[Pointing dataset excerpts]
+++

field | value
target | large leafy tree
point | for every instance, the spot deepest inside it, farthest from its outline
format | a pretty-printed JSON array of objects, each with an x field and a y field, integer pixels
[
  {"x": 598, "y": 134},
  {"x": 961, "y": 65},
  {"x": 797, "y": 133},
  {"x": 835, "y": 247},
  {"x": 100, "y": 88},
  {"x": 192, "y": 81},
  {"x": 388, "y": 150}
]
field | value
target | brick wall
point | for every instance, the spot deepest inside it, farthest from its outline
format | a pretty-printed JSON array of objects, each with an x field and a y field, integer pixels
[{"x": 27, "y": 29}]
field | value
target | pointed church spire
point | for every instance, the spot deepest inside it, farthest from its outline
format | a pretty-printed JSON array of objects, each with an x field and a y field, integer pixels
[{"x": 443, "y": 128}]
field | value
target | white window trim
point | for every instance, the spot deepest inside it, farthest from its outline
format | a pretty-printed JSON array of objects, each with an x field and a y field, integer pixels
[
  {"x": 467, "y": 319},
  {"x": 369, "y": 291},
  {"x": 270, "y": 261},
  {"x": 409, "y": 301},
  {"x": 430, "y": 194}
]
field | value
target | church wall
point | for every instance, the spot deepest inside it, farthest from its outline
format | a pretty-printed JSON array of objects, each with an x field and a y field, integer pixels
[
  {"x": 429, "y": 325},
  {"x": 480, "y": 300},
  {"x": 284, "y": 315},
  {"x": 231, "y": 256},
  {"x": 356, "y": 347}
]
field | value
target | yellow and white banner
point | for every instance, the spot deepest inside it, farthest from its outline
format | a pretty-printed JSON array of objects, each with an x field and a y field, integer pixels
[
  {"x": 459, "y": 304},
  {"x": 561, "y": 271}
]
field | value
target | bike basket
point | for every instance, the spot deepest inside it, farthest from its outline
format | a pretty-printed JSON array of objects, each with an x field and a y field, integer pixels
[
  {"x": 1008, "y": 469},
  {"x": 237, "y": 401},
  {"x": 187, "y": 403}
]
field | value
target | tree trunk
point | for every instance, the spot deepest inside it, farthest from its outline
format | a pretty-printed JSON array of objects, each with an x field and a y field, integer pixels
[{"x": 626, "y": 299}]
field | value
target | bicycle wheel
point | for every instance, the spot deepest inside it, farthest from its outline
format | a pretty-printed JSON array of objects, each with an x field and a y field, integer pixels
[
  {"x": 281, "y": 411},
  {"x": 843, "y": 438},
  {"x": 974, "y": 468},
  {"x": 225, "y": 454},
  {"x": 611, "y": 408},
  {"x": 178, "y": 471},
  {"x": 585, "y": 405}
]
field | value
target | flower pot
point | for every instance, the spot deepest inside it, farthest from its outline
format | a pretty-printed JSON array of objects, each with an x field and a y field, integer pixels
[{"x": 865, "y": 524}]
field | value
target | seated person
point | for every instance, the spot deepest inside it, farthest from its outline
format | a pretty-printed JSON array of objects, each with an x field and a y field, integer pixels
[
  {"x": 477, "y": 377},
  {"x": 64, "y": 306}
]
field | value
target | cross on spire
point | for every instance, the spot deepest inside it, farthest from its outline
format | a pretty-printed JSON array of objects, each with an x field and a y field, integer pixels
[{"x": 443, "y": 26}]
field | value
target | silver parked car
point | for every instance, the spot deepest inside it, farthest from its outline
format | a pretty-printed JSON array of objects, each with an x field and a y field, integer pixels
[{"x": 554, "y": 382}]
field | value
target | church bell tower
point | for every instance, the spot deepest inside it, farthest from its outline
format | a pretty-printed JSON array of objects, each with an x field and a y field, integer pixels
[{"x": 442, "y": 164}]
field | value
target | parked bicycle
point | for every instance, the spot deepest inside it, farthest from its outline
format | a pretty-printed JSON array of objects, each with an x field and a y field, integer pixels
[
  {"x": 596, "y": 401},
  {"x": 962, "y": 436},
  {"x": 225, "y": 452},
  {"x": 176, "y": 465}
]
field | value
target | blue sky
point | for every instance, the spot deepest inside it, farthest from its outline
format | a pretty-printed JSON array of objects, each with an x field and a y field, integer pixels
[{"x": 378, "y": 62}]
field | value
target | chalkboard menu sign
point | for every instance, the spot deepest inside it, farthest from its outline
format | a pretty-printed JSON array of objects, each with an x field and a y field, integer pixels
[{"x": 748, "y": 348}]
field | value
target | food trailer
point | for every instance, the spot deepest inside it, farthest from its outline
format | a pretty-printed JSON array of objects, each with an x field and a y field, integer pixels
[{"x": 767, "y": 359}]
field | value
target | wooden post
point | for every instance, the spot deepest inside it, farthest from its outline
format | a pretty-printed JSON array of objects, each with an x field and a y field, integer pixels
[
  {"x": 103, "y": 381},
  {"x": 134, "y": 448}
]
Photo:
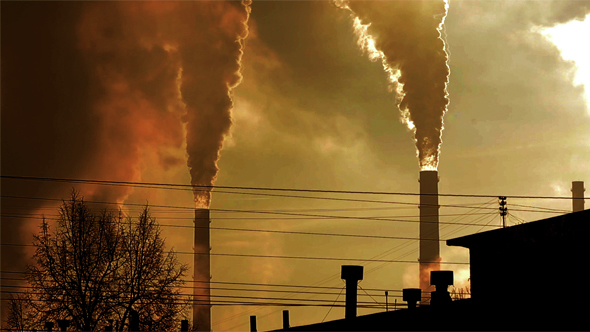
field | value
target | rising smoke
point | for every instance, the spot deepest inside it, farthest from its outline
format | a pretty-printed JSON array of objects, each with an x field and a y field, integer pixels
[
  {"x": 100, "y": 90},
  {"x": 406, "y": 37}
]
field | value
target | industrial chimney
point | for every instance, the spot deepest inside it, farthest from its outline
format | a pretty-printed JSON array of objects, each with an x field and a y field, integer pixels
[
  {"x": 202, "y": 272},
  {"x": 429, "y": 237},
  {"x": 578, "y": 196},
  {"x": 352, "y": 274}
]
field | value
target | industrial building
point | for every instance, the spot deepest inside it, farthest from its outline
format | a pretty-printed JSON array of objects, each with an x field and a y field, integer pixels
[{"x": 525, "y": 277}]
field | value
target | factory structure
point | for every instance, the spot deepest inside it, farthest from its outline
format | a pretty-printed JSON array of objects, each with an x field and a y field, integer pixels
[
  {"x": 523, "y": 277},
  {"x": 512, "y": 268},
  {"x": 429, "y": 229},
  {"x": 202, "y": 272}
]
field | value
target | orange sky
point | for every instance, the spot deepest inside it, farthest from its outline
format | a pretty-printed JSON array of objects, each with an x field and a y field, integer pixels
[{"x": 312, "y": 112}]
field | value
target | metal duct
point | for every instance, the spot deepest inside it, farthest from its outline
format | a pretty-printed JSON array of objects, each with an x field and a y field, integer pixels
[{"x": 429, "y": 234}]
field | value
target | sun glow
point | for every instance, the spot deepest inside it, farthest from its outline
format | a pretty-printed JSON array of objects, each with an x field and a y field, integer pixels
[{"x": 572, "y": 41}]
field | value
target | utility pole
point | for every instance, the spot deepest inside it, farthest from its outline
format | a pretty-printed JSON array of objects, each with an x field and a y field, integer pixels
[{"x": 503, "y": 210}]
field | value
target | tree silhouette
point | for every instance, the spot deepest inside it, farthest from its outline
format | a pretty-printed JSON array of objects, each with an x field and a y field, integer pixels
[{"x": 98, "y": 267}]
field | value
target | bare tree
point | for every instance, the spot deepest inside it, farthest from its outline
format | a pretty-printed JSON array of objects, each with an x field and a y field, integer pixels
[{"x": 95, "y": 267}]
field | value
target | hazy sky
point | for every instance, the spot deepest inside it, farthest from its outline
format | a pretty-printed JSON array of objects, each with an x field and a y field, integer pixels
[{"x": 312, "y": 112}]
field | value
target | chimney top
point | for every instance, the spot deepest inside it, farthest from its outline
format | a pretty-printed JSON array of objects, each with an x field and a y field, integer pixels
[{"x": 441, "y": 278}]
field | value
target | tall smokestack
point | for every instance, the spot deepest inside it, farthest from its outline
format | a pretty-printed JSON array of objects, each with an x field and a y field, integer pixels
[
  {"x": 578, "y": 196},
  {"x": 202, "y": 272},
  {"x": 429, "y": 237}
]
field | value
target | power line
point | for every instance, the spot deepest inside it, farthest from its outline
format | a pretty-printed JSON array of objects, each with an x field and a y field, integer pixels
[
  {"x": 275, "y": 231},
  {"x": 278, "y": 212},
  {"x": 273, "y": 256},
  {"x": 211, "y": 187}
]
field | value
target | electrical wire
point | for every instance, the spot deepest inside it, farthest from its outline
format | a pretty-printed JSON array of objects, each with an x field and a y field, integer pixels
[{"x": 211, "y": 187}]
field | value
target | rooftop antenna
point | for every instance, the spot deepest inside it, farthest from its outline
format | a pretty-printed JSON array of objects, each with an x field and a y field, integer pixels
[{"x": 503, "y": 210}]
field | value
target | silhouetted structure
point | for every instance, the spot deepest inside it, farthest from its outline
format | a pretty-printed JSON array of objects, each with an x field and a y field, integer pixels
[
  {"x": 521, "y": 279},
  {"x": 202, "y": 272},
  {"x": 352, "y": 274},
  {"x": 429, "y": 233},
  {"x": 578, "y": 196}
]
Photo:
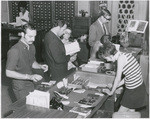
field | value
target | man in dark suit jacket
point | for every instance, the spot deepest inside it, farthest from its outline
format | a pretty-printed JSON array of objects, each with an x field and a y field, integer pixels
[
  {"x": 99, "y": 28},
  {"x": 55, "y": 52}
]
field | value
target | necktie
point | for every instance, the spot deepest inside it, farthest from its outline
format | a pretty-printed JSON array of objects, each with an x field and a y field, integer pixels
[{"x": 105, "y": 30}]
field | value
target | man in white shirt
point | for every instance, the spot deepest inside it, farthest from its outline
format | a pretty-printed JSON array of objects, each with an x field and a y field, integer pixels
[{"x": 99, "y": 28}]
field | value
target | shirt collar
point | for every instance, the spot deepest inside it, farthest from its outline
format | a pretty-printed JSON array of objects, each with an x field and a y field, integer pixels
[
  {"x": 24, "y": 44},
  {"x": 100, "y": 22}
]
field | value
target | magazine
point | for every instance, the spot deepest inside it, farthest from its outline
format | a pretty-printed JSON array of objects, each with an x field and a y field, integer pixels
[{"x": 138, "y": 26}]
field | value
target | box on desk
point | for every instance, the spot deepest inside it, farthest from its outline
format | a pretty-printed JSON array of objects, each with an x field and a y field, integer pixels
[
  {"x": 38, "y": 98},
  {"x": 96, "y": 78}
]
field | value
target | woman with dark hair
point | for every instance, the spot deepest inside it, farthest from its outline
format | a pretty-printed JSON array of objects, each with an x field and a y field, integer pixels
[
  {"x": 135, "y": 93},
  {"x": 24, "y": 14}
]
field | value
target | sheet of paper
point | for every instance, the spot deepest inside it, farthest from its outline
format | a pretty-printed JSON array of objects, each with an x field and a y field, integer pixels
[
  {"x": 38, "y": 98},
  {"x": 72, "y": 48}
]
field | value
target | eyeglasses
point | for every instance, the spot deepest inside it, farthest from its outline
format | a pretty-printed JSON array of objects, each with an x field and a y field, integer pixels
[{"x": 107, "y": 18}]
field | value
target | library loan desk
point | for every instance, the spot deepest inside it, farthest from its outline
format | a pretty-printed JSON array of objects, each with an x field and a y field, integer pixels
[
  {"x": 8, "y": 29},
  {"x": 22, "y": 110}
]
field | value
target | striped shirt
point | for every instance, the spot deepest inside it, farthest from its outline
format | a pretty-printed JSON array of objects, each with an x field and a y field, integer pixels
[{"x": 132, "y": 72}]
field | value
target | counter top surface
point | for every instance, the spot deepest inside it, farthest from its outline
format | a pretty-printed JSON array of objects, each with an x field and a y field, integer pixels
[{"x": 21, "y": 109}]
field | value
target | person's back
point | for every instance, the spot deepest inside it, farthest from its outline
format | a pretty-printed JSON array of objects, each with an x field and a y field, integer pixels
[{"x": 55, "y": 54}]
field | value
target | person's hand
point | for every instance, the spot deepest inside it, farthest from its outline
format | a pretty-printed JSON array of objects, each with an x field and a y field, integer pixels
[
  {"x": 108, "y": 92},
  {"x": 73, "y": 58},
  {"x": 44, "y": 67},
  {"x": 109, "y": 85},
  {"x": 24, "y": 20},
  {"x": 35, "y": 77}
]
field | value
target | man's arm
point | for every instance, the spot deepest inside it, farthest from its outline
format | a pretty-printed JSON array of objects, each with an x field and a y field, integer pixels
[
  {"x": 117, "y": 80},
  {"x": 36, "y": 65},
  {"x": 20, "y": 76},
  {"x": 12, "y": 61},
  {"x": 92, "y": 36}
]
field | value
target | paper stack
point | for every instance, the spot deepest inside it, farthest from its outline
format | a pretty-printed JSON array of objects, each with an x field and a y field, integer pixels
[
  {"x": 72, "y": 48},
  {"x": 38, "y": 98}
]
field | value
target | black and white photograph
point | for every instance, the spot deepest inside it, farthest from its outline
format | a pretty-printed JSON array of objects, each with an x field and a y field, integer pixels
[{"x": 74, "y": 59}]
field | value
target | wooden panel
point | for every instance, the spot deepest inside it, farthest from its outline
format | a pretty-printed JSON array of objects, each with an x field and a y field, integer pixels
[
  {"x": 42, "y": 14},
  {"x": 65, "y": 10},
  {"x": 14, "y": 9}
]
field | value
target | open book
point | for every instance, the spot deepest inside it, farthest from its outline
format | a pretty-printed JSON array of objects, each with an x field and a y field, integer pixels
[
  {"x": 72, "y": 47},
  {"x": 138, "y": 26}
]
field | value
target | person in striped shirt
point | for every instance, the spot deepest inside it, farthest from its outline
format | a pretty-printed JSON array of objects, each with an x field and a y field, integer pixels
[{"x": 135, "y": 93}]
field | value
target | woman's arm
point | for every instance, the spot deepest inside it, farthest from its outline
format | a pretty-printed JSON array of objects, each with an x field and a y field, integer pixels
[
  {"x": 120, "y": 64},
  {"x": 36, "y": 65},
  {"x": 121, "y": 83}
]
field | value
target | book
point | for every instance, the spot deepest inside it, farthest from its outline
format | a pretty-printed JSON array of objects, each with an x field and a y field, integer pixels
[
  {"x": 81, "y": 111},
  {"x": 38, "y": 98},
  {"x": 72, "y": 47},
  {"x": 138, "y": 26}
]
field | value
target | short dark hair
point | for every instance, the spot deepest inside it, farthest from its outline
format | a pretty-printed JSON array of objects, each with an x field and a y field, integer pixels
[
  {"x": 22, "y": 4},
  {"x": 108, "y": 49},
  {"x": 103, "y": 40},
  {"x": 104, "y": 12},
  {"x": 59, "y": 23},
  {"x": 28, "y": 26}
]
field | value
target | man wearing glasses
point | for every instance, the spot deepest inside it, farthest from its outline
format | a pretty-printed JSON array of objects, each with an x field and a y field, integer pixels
[
  {"x": 21, "y": 62},
  {"x": 99, "y": 28}
]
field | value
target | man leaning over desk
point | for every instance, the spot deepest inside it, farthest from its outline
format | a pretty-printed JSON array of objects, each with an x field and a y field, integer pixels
[
  {"x": 20, "y": 61},
  {"x": 99, "y": 28}
]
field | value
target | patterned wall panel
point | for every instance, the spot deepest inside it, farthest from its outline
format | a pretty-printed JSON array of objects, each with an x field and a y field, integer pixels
[
  {"x": 65, "y": 10},
  {"x": 125, "y": 12},
  {"x": 102, "y": 4},
  {"x": 42, "y": 14},
  {"x": 15, "y": 11}
]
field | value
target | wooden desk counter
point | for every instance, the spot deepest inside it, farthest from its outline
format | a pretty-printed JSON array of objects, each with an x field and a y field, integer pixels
[
  {"x": 20, "y": 106},
  {"x": 7, "y": 29}
]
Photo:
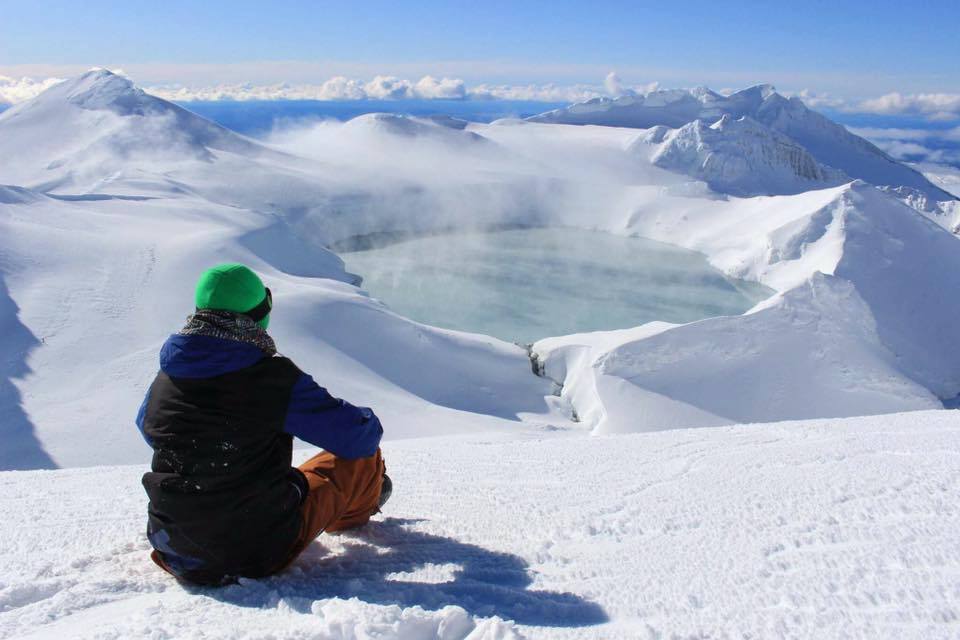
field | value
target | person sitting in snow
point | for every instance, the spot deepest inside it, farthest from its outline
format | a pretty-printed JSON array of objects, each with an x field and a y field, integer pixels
[{"x": 221, "y": 415}]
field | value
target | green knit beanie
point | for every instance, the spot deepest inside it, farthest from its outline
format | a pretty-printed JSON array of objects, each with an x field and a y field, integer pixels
[{"x": 231, "y": 287}]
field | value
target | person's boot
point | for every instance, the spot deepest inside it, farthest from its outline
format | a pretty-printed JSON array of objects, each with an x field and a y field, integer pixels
[{"x": 385, "y": 490}]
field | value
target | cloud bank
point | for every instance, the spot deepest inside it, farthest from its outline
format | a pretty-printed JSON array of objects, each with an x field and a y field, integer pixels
[
  {"x": 932, "y": 106},
  {"x": 14, "y": 90}
]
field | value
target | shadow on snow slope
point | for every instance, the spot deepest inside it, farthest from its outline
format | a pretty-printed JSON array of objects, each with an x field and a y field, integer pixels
[
  {"x": 21, "y": 449},
  {"x": 486, "y": 583}
]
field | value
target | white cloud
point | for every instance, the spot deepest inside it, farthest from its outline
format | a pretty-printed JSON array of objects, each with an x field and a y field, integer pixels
[
  {"x": 448, "y": 88},
  {"x": 388, "y": 88},
  {"x": 13, "y": 90},
  {"x": 613, "y": 85},
  {"x": 938, "y": 106}
]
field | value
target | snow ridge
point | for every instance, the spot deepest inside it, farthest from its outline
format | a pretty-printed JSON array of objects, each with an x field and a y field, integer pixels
[
  {"x": 742, "y": 157},
  {"x": 828, "y": 142}
]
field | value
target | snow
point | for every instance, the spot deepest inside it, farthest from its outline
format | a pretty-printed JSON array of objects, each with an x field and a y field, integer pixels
[
  {"x": 97, "y": 271},
  {"x": 616, "y": 494},
  {"x": 827, "y": 142},
  {"x": 825, "y": 528},
  {"x": 742, "y": 157}
]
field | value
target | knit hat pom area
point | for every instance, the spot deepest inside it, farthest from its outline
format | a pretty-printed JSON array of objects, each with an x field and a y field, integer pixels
[{"x": 231, "y": 287}]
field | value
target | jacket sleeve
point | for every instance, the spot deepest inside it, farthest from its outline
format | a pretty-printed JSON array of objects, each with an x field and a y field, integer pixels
[
  {"x": 314, "y": 416},
  {"x": 141, "y": 417}
]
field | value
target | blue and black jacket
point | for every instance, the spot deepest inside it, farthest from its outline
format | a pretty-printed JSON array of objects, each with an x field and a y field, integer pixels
[{"x": 221, "y": 416}]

+++

The task:
Extract every line above that contains the word "white", matching case exactly.

Final result:
target | white window trim
target | yellow and white banner
target | man in white shirt
target | black and white photograph
target | white cloud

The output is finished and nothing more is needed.